▶ Exercise directions
Repeat the lines beginning at the one with "box: [241, 135, 291, 179]" and running to the end of the material, keeping the first and last of them, exactly as they appear.

┏━━

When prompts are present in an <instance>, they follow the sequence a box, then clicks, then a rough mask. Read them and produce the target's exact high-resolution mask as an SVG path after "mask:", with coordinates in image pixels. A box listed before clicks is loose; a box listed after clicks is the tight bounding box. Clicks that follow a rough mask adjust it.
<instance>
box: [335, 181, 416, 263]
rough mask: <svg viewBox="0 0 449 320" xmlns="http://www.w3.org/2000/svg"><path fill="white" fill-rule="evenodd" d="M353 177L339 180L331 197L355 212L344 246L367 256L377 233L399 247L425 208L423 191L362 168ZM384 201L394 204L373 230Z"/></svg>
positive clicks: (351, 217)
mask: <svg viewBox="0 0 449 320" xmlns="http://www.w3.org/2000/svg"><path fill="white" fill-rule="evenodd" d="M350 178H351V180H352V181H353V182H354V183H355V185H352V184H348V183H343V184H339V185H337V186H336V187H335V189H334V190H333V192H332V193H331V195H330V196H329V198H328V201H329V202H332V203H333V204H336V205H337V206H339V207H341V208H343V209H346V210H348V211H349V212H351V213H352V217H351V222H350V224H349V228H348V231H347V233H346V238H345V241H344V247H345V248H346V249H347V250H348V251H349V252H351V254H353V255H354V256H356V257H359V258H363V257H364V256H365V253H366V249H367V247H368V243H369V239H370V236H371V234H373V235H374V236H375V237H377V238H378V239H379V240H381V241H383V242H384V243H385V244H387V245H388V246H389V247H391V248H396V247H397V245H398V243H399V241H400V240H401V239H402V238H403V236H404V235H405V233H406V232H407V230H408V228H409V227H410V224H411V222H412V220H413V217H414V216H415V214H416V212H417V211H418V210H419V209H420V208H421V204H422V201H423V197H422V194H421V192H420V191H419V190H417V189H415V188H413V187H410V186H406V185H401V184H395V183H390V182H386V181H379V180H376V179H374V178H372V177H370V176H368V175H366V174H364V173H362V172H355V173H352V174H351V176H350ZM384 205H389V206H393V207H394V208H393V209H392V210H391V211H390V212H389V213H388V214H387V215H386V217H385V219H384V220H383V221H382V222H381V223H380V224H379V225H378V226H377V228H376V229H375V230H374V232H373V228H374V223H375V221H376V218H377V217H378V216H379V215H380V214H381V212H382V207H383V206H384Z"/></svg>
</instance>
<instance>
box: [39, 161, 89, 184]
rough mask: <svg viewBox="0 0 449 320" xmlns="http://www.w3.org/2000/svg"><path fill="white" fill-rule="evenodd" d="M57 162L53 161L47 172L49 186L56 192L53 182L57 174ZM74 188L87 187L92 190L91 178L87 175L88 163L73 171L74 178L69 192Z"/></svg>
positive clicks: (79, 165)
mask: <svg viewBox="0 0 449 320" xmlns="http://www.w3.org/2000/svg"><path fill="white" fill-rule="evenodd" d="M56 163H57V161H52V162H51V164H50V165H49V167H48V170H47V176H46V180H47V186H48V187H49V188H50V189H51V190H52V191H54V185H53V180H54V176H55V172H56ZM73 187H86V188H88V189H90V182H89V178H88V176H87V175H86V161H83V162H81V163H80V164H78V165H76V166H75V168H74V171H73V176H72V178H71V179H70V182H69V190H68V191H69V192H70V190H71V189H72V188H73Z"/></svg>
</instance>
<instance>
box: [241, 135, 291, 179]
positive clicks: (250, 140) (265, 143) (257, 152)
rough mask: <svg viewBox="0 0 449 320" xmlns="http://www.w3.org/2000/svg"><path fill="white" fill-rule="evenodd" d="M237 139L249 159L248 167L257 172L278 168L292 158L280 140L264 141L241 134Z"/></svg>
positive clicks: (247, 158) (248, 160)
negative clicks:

┗━━

▶ Output for this exercise
box: [241, 135, 291, 179]
positive clicks: (250, 140) (265, 143) (257, 152)
rough mask: <svg viewBox="0 0 449 320" xmlns="http://www.w3.org/2000/svg"><path fill="white" fill-rule="evenodd" d="M237 139L249 159L248 167L257 172L278 168L292 158L280 140L264 141L241 134Z"/></svg>
positive clicks: (247, 158) (248, 160)
negative clicks:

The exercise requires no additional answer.